**** Text passage

Miguel: It’s just not like, feature film type stuff. Like, he, I remember him in Ray, and I remember the episodes he was on the show with Regina King, Southland. Outside of that I don’t remember anything specific, but you always would see him around in things. And I think that’s kind of where the punchlines started to come up for me, because he was in so much stuff. It’s like, if there wasn’t a black person in it, it was like, why didn’t y’all call Bokeem Woodbine?

Christina: Yeah. He became like, you know, the Black guy.

Miguel: Yeah. But at the same time, like you said, now I feel bad knowing that he’s like, damn, I’m struggling out here. To us it looks like he’s just working.

Christina: Yeah. Like, even though, like you were saying, they weren’t like feature films, but it just seemed like he was working. Always working, which he was, but he was also struggling. But also, considering the run that he had too, that he got into pretty quickly, I would imagine for him, that probably feels even worse, even though he’s still working. He’s getting one thing here, one thing there.

Miguel: It’s like, I was just starring in three movies two years ago.

Christina: Yeah, like—

Miguel: And now there’s nothing.

Christina: Back to The Breakfast Club, DJ Envy wasn’t there for some reason, he was off or whatever. And Charlemagne was saying, how Envy keeps talking about the time he was in a movie with Bokeem. And Bokeem was trying to be nice. He was like, oh, he held his own. They’re like, no, he didn’t. It was terrible. And they were like, what was the name of the movie called? And he’s like, it’s called “the I need a check” movie.

********
**** Material

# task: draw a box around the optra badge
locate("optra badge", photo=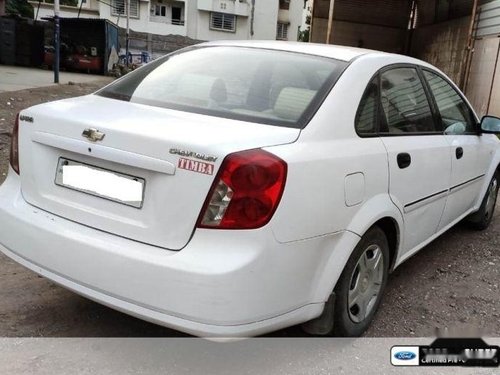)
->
[391,346,419,366]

********

▶ [Task details]: Carry the conversation about Bokeem Woodbine's career forward, picking up right after its final sentence.

▶ [Answer]:
Miguel: ’Cause I was hoping he would say what the actual movie was.

Christina: I found it.

Miguel: Okay.

Christina: So the movie is Blood of a Champion, so that was in 2006, so this is during those slump years. And fun fact, this movie was with Deborah Cox. And the reason why I say this is a fun fact, because this is one of these, according to him, "I need a check" movies. But remember that movie you hated with Larenz Tate—

Miguel: Larenz Tate and her in it.

Christina: And Deborah Cox in it. So she is she getting the shaft in terms of her acting career that she’s ending up in these terrible movies too?

Miguel: Honestly, I didn’t know she was acting until we saw that Larenz Tate movie. And then I looked at her IMDb and it’s a bunch of stuff like that. So…

Christina: Yeah. Maybe she needed the check too.

Miguel: Mortgage needs to be paid. Kids gotta go to these private schools.

Christina: I just thought it was funny because you hated that movie she was in with—

Miguel: That movie’s terrible.

Christina: Larenz and I was like, oh, now she’s in another one with Bokeem. [Laughs]

Miguel: It is terrible. It makes no sense. None of it.

[music break]

Christina: It wasn’t until recently that I’ve even heard any interviews with him. He’s so, just kind of chill and nice. And he’s just kind of like, eh, it is what it is, right. And so now I feel bad cause the first time I heard an interview with him, was with Jemelle Hill, I think maybe last year, I can’t remember, semi-recently but not too recent. And they were talking about him being typecast and going through his slump and he was just like, eh, I guess I had to come to terms that when you look the way I do, people are going to cast you in certain types of roles.

Miguel: Yeah. You’re going to be that guy.

Christina: Yeah, and then I was like, aw, now I feel bad. Before, it was like, oh, where’s Bokeem? When it was like, this was all he could get because of the way the industry works, right? I mostly listened to just The Breakfast Club and the Jemele Hill podcast interviews where I’m getting most of what he’s been saying. But he also mentioned that–he said it seemed to coincide, his slump, was when Bush was in office and then his second run—

Miguel: Was when Obama was in office.

Christina: So it was like, Black is cool again. Because his career started at a time where there was like a boom for Black movies. And then it kind of fizzled out just because that’s how things work, where there’s a boom, people get comfortable. Then things go back to the status quo. And then things get uncomfortable. And then there’s a change again.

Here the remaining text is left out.